⟨

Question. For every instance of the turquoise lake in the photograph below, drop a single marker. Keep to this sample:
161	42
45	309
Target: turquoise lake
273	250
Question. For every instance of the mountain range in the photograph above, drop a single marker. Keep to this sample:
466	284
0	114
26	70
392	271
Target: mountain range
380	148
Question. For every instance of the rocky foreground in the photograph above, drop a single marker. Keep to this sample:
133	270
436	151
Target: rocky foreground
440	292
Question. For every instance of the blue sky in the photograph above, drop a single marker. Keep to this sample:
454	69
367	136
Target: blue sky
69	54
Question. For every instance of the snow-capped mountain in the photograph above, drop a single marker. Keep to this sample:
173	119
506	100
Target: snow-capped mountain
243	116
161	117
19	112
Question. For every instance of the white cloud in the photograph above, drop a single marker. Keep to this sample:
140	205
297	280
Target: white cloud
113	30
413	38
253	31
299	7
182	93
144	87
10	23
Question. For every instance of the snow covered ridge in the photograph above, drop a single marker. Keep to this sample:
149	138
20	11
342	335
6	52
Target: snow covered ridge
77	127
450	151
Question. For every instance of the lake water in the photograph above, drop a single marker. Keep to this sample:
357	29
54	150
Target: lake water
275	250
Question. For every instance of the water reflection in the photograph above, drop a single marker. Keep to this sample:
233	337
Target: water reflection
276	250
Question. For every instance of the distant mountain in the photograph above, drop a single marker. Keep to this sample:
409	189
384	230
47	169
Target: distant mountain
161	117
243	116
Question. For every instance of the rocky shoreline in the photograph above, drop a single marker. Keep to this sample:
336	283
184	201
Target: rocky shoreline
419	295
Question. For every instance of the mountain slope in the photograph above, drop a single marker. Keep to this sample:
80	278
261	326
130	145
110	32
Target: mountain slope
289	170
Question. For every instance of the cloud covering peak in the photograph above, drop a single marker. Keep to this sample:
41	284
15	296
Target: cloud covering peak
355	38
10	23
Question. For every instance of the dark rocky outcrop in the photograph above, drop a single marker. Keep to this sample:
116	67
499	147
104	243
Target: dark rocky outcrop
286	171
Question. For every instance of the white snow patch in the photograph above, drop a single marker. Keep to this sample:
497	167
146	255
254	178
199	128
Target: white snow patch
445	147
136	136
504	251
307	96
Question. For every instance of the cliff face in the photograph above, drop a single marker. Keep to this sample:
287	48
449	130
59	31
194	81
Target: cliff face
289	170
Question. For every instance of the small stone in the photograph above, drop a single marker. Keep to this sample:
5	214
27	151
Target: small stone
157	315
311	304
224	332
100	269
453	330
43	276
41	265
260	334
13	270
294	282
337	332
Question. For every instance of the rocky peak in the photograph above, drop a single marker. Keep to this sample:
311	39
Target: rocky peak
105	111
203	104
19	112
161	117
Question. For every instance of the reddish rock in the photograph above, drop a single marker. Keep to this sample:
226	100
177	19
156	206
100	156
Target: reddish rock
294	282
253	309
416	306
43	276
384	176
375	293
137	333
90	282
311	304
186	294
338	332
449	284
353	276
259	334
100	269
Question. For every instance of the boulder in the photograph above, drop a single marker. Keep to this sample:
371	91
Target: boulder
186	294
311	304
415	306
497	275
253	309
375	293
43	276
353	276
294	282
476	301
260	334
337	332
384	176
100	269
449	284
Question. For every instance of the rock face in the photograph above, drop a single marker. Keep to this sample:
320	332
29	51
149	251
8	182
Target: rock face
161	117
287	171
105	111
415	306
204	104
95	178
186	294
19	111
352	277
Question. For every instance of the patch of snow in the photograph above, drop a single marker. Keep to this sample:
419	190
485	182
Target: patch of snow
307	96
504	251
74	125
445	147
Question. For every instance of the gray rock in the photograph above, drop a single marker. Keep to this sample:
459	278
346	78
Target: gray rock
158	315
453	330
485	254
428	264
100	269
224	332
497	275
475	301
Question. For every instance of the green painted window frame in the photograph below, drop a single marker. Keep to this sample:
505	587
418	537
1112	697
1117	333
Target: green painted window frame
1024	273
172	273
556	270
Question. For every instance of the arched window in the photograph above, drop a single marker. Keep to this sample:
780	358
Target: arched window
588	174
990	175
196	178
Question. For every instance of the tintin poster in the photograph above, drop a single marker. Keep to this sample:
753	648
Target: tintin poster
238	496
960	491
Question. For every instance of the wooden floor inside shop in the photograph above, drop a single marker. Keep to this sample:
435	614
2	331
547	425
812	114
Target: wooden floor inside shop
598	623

⟩

In the listing above, some lines may hold the string "below". Report how many, and nothing more.

- OUTPUT:
2